INPUT ROWS —

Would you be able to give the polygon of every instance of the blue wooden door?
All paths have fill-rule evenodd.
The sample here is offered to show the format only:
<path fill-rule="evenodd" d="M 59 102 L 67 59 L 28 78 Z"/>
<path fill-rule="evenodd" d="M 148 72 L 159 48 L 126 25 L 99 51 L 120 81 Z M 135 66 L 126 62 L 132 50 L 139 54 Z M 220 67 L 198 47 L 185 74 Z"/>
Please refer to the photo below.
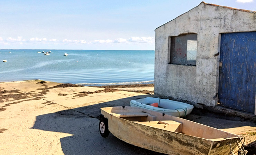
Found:
<path fill-rule="evenodd" d="M 222 34 L 220 62 L 219 103 L 254 113 L 256 32 Z"/>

AIM OF THE EXERCISE — Print the records unchanged, from their first line up to and including the line that contains "148 72 L 159".

ANSWER TO THE EXERCISE —
Would you be able to give the polygon of every instance of the blue wooden door?
All paths have fill-rule evenodd.
The sample here is offered to show the format only:
<path fill-rule="evenodd" d="M 59 102 L 67 59 L 28 78 Z"/>
<path fill-rule="evenodd" d="M 148 72 L 159 48 L 126 25 L 99 51 L 120 81 Z M 135 66 L 126 62 L 132 50 L 139 54 Z M 220 67 L 198 47 L 185 74 Z"/>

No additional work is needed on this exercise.